__Exercise objective__
Among the entries, which lines carry the string "jacket"? Copy every one.

__Information given__
__________________________________________________

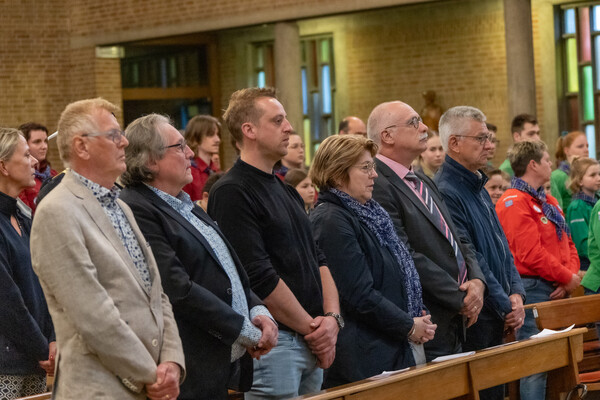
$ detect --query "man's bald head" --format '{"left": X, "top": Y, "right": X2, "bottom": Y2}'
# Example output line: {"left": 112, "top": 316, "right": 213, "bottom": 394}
{"left": 338, "top": 116, "right": 367, "bottom": 137}
{"left": 367, "top": 101, "right": 413, "bottom": 145}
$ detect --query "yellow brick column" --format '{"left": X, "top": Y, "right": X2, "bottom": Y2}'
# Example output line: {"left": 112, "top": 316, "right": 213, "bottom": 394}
{"left": 274, "top": 21, "right": 303, "bottom": 138}
{"left": 504, "top": 0, "right": 537, "bottom": 117}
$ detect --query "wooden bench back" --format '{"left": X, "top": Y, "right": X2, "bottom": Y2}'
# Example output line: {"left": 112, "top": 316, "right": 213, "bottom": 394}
{"left": 532, "top": 293, "right": 600, "bottom": 330}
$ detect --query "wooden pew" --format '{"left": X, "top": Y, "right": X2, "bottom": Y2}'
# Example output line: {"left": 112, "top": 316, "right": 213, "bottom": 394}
{"left": 531, "top": 293, "right": 600, "bottom": 332}
{"left": 530, "top": 293, "right": 600, "bottom": 387}
{"left": 293, "top": 327, "right": 585, "bottom": 400}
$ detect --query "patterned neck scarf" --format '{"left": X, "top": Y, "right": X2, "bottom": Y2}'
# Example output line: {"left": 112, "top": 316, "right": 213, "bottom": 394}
{"left": 34, "top": 165, "right": 52, "bottom": 182}
{"left": 572, "top": 191, "right": 599, "bottom": 207}
{"left": 558, "top": 160, "right": 570, "bottom": 174}
{"left": 511, "top": 177, "right": 570, "bottom": 240}
{"left": 330, "top": 188, "right": 423, "bottom": 317}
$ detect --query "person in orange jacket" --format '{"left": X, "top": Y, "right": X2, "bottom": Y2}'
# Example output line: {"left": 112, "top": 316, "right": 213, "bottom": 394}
{"left": 496, "top": 140, "right": 580, "bottom": 400}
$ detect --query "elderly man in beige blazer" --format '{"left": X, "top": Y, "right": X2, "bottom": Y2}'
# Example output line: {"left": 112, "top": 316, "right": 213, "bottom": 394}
{"left": 30, "top": 98, "right": 185, "bottom": 400}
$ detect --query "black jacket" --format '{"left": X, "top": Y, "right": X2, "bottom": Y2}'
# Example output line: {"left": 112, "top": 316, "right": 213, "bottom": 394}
{"left": 0, "top": 191, "right": 54, "bottom": 375}
{"left": 120, "top": 184, "right": 263, "bottom": 400}
{"left": 310, "top": 191, "right": 415, "bottom": 387}
{"left": 372, "top": 159, "right": 486, "bottom": 360}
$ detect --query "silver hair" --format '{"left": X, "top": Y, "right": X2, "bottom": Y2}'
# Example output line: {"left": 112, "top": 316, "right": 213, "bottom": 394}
{"left": 439, "top": 106, "right": 486, "bottom": 151}
{"left": 57, "top": 98, "right": 119, "bottom": 165}
{"left": 121, "top": 114, "right": 171, "bottom": 186}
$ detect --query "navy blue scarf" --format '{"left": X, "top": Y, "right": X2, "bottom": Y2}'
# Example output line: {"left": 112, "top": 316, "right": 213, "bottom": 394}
{"left": 558, "top": 160, "right": 570, "bottom": 174}
{"left": 330, "top": 188, "right": 423, "bottom": 317}
{"left": 511, "top": 177, "right": 570, "bottom": 240}
{"left": 34, "top": 165, "right": 52, "bottom": 182}
{"left": 572, "top": 191, "right": 599, "bottom": 207}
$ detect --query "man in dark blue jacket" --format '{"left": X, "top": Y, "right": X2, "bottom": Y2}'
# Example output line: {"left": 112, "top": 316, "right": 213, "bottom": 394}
{"left": 435, "top": 106, "right": 525, "bottom": 400}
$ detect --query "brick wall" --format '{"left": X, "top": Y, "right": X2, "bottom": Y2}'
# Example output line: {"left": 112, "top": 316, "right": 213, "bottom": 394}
{"left": 341, "top": 0, "right": 510, "bottom": 167}
{"left": 0, "top": 2, "right": 123, "bottom": 170}
{"left": 67, "top": 0, "right": 434, "bottom": 46}
{"left": 218, "top": 0, "right": 512, "bottom": 167}
{"left": 0, "top": 0, "right": 70, "bottom": 169}
{"left": 1, "top": 0, "right": 555, "bottom": 170}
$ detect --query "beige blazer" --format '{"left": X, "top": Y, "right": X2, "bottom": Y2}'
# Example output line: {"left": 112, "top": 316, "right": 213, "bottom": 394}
{"left": 31, "top": 171, "right": 185, "bottom": 399}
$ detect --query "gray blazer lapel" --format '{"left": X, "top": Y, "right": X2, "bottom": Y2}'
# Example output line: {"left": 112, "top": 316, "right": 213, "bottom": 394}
{"left": 64, "top": 172, "right": 152, "bottom": 296}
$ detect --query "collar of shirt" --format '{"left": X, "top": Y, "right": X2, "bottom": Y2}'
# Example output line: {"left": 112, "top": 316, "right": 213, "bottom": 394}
{"left": 443, "top": 154, "right": 488, "bottom": 193}
{"left": 71, "top": 169, "right": 121, "bottom": 208}
{"left": 146, "top": 184, "right": 194, "bottom": 214}
{"left": 376, "top": 153, "right": 425, "bottom": 202}
{"left": 376, "top": 153, "right": 412, "bottom": 179}
{"left": 273, "top": 164, "right": 289, "bottom": 177}
{"left": 192, "top": 156, "right": 217, "bottom": 174}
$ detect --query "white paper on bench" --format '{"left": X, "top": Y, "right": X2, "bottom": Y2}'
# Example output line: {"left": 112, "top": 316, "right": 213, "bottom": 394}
{"left": 530, "top": 324, "right": 575, "bottom": 339}
{"left": 431, "top": 351, "right": 476, "bottom": 363}
{"left": 368, "top": 367, "right": 410, "bottom": 380}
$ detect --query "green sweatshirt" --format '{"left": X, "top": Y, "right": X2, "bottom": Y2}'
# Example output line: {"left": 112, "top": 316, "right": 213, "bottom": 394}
{"left": 550, "top": 169, "right": 572, "bottom": 210}
{"left": 499, "top": 158, "right": 514, "bottom": 178}
{"left": 582, "top": 201, "right": 600, "bottom": 291}
{"left": 566, "top": 198, "right": 593, "bottom": 265}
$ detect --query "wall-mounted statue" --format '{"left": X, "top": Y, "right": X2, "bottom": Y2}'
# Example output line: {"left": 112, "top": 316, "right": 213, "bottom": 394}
{"left": 420, "top": 90, "right": 444, "bottom": 132}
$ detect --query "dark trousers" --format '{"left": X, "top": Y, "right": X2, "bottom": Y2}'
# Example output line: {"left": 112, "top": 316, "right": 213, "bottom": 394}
{"left": 463, "top": 307, "right": 505, "bottom": 400}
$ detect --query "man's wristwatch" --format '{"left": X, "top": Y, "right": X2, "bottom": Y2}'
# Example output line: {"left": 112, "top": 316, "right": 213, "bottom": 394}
{"left": 324, "top": 312, "right": 344, "bottom": 330}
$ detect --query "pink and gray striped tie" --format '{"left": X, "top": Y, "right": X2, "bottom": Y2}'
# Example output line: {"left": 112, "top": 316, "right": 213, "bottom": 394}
{"left": 405, "top": 171, "right": 468, "bottom": 285}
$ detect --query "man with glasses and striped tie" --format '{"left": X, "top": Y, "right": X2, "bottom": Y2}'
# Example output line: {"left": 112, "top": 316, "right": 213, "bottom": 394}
{"left": 368, "top": 101, "right": 486, "bottom": 363}
{"left": 435, "top": 106, "right": 525, "bottom": 400}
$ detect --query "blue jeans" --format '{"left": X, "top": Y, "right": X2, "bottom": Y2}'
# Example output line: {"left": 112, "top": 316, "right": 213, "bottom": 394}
{"left": 517, "top": 278, "right": 555, "bottom": 400}
{"left": 245, "top": 330, "right": 323, "bottom": 399}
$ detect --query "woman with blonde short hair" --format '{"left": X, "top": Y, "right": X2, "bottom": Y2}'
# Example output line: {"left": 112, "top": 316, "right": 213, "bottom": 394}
{"left": 309, "top": 134, "right": 436, "bottom": 388}
{"left": 0, "top": 128, "right": 55, "bottom": 399}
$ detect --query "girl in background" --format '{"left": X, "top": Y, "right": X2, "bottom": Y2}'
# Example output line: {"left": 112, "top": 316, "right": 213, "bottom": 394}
{"left": 566, "top": 157, "right": 600, "bottom": 270}
{"left": 285, "top": 168, "right": 316, "bottom": 214}
{"left": 183, "top": 115, "right": 222, "bottom": 201}
{"left": 551, "top": 131, "right": 589, "bottom": 209}
{"left": 415, "top": 131, "right": 444, "bottom": 179}
{"left": 484, "top": 169, "right": 510, "bottom": 205}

__________________________________________________

__Result for this exercise__
$ detect --query "person in orange jacket" --format '{"left": X, "top": Y, "right": X2, "bottom": Y2}'
$ detect --query "black jacket" --format '{"left": X, "top": Y, "right": X2, "bottom": Y2}'
$ detect --query "man in dark blue jacket" --format '{"left": X, "top": Y, "right": X2, "bottom": Y2}'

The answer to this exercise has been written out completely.